Some records

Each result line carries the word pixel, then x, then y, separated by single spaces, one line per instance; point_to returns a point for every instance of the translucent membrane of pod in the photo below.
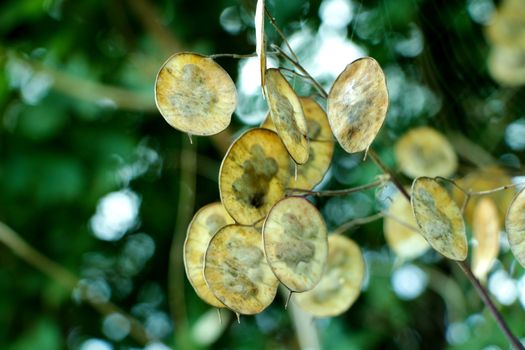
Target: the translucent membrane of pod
pixel 260 43
pixel 237 272
pixel 205 223
pixel 287 115
pixel 439 218
pixel 341 282
pixel 424 151
pixel 254 174
pixel 357 104
pixel 194 94
pixel 515 225
pixel 295 243
pixel 486 227
pixel 483 180
pixel 321 144
pixel 401 231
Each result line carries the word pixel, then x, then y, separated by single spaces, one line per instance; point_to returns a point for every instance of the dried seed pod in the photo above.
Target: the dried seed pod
pixel 260 42
pixel 237 272
pixel 406 242
pixel 424 151
pixel 357 104
pixel 194 94
pixel 439 218
pixel 341 282
pixel 205 223
pixel 515 225
pixel 287 115
pixel 295 243
pixel 486 227
pixel 253 176
pixel 505 65
pixel 321 145
pixel 483 180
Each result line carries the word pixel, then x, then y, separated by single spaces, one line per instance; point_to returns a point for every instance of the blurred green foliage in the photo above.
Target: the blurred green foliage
pixel 78 121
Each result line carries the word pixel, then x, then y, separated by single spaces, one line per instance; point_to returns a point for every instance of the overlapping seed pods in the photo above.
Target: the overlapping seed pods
pixel 439 218
pixel 253 175
pixel 206 222
pixel 321 145
pixel 295 243
pixel 341 282
pixel 357 104
pixel 515 226
pixel 237 272
pixel 401 231
pixel 287 115
pixel 424 151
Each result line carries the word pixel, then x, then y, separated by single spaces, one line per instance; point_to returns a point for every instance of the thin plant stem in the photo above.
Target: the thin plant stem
pixel 303 323
pixel 185 204
pixel 280 32
pixel 401 222
pixel 295 63
pixel 294 73
pixel 357 222
pixel 233 55
pixel 388 172
pixel 64 277
pixel 483 294
pixel 334 193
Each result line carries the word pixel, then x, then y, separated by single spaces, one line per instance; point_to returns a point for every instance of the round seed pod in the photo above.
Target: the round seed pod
pixel 253 175
pixel 287 115
pixel 321 145
pixel 424 151
pixel 194 94
pixel 357 104
pixel 237 272
pixel 483 180
pixel 515 225
pixel 295 243
pixel 486 227
pixel 341 282
pixel 205 223
pixel 406 242
pixel 439 218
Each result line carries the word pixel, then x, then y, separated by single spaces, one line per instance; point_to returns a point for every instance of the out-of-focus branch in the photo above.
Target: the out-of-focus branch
pixel 64 277
pixel 149 17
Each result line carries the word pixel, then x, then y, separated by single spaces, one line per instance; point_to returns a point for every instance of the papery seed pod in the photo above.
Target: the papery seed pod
pixel 237 272
pixel 341 282
pixel 295 243
pixel 205 223
pixel 287 115
pixel 357 104
pixel 439 218
pixel 194 94
pixel 253 176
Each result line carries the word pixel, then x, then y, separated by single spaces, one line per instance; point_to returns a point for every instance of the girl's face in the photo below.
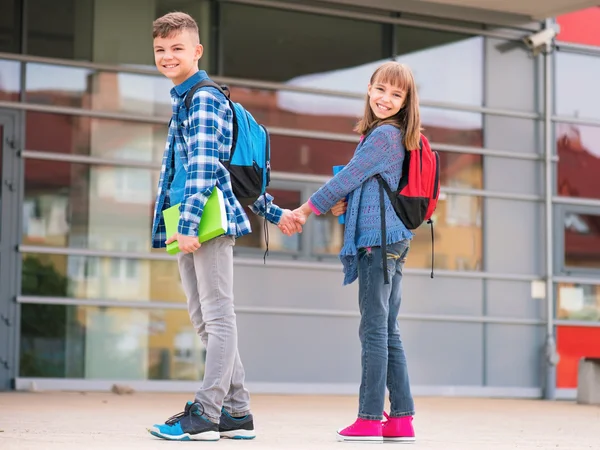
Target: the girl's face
pixel 385 99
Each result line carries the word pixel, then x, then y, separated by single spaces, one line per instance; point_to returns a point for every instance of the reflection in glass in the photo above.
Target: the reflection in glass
pixel 81 206
pixel 337 114
pixel 109 343
pixel 427 53
pixel 578 302
pixel 97 90
pixel 578 149
pixel 278 241
pixel 10 80
pixel 576 85
pixel 333 43
pixel 101 138
pixel 582 240
pixel 458 237
pixel 91 277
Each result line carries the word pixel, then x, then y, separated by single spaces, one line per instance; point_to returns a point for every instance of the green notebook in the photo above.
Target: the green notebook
pixel 212 224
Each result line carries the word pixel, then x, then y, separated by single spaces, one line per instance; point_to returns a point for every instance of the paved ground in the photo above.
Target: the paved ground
pixel 89 421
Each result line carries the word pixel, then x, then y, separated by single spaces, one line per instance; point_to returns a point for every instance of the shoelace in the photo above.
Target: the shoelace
pixel 186 412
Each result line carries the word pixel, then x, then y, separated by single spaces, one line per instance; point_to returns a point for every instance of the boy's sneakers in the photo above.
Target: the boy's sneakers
pixel 397 429
pixel 362 431
pixel 189 425
pixel 236 427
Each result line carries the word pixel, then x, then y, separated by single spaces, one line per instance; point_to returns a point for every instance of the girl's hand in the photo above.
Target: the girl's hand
pixel 339 208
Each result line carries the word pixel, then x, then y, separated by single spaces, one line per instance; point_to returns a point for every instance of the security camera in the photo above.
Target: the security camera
pixel 540 40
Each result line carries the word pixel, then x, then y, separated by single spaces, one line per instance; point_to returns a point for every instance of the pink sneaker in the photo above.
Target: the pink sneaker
pixel 397 429
pixel 361 431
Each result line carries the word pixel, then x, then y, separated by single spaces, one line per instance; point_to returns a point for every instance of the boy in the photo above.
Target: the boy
pixel 190 170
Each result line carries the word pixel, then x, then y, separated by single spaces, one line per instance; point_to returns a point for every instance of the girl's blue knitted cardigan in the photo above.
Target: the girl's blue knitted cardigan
pixel 382 152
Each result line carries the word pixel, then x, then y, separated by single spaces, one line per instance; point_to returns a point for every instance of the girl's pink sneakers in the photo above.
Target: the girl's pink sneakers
pixel 397 429
pixel 391 429
pixel 362 431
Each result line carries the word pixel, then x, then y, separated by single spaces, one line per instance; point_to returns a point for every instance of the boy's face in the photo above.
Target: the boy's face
pixel 177 56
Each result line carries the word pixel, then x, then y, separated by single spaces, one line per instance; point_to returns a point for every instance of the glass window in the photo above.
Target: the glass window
pixel 101 138
pixel 10 80
pixel 579 27
pixel 60 29
pixel 458 237
pixel 75 205
pixel 300 44
pixel 109 343
pixel 10 26
pixel 578 302
pixel 427 53
pixel 582 240
pixel 338 114
pixel 578 149
pixel 576 89
pixel 90 89
pixel 90 277
pixel 85 29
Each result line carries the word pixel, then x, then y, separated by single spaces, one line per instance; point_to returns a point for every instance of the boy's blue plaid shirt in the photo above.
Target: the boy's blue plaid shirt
pixel 202 140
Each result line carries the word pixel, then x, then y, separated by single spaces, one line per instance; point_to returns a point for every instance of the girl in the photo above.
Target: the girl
pixel 391 124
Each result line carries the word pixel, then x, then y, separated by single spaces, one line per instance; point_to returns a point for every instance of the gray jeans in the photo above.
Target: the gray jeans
pixel 207 279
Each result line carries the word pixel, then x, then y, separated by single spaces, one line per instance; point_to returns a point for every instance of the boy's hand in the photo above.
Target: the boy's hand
pixel 187 244
pixel 290 223
pixel 302 213
pixel 339 208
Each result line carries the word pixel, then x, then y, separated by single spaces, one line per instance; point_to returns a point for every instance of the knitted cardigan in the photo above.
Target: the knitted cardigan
pixel 382 152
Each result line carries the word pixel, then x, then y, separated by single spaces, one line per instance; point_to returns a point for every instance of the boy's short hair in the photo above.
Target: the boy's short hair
pixel 174 23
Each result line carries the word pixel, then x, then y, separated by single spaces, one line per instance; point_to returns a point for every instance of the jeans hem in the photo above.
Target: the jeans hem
pixel 370 417
pixel 405 414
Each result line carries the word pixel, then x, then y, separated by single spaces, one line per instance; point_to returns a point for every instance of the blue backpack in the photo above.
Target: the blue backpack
pixel 249 164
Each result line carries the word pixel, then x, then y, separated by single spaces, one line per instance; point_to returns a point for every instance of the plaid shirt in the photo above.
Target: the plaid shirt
pixel 202 140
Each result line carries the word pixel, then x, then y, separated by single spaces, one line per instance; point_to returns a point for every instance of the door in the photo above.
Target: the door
pixel 10 172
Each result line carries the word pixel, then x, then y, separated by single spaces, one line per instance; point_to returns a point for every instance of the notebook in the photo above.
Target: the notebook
pixel 212 224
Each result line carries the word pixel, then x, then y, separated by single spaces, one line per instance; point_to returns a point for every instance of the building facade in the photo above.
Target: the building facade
pixel 85 302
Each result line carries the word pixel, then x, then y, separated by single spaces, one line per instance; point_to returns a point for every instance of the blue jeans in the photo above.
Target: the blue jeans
pixel 383 360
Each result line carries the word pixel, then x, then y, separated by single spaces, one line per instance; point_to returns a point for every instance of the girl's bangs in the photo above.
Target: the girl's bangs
pixel 394 74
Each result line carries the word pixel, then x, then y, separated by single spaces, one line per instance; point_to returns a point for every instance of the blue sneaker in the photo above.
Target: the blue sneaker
pixel 236 427
pixel 189 425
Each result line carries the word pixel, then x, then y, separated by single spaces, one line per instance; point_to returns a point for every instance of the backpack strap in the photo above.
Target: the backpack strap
pixel 386 278
pixel 205 83
pixel 225 91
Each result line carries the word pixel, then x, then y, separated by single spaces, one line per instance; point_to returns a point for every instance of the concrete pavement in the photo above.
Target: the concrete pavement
pixel 90 421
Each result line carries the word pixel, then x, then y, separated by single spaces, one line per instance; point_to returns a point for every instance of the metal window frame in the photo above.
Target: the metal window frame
pixel 11 184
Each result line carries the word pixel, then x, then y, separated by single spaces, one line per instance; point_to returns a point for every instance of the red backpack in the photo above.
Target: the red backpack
pixel 416 197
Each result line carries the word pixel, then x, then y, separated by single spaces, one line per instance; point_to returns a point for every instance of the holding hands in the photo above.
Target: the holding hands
pixel 292 221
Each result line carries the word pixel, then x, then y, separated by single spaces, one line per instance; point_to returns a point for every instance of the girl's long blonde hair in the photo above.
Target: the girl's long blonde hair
pixel 408 119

:: DIRECTION ::
Set down, exactly and in full, the lines from the one containing "bangs in the photo above." through the end of the entries; no other line belongs.

:: RESULT ::
Each result line carries the word pixel, then x, then y, separated by single spaces, one line per instance; point_to returns a point for every instance of the girl's bangs in the photo above.
Target: the girl's bangs
pixel 394 74
Each result line carries the word pixel, then x, then y, separated by single spaces, one line per instance; point_to returns a point for every instance of the blue sneaker in the photo above.
Target: the blue sneaker
pixel 236 427
pixel 189 425
Each result line carries the word pixel, then x, then y, separated by single spaces, one line per instance; point_to returns a point for every instance of the backpack strap in the photo above.
Target: the backpack strap
pixel 386 278
pixel 205 83
pixel 225 91
Each result line carries the word pixel, then x, then y, separated by single spaces, one line per instance; point_to returns a point for every instance of the concrete pavement in the photo above.
Target: the concrete pavement
pixel 90 421
Each result line carries the word pixel, then x, then y, separated by single spaces, one line per instance; point_to returns a point for every instance of the metal window frame in the photo above.
Target: the metal window frame
pixel 11 184
Each result line carries the word pixel, then x, then y, separated by single spaces, one line per instance; point_to returns a point for every instance of the red backpack in the photo above.
Target: the red backpack
pixel 416 197
Each result line carries the word pixel, then x, then y, separated by single spaces, one line per instance; point_to returns a point for every instance of the holding hands in the photo above.
Target: the holding hands
pixel 292 221
Each result line carries the word pixel, then x, then y, separated by single spaces, one line per instance; point_to returns a point for every instance of the girl's long blonde hair in the photo above.
Target: the girl's long blonde hair
pixel 408 119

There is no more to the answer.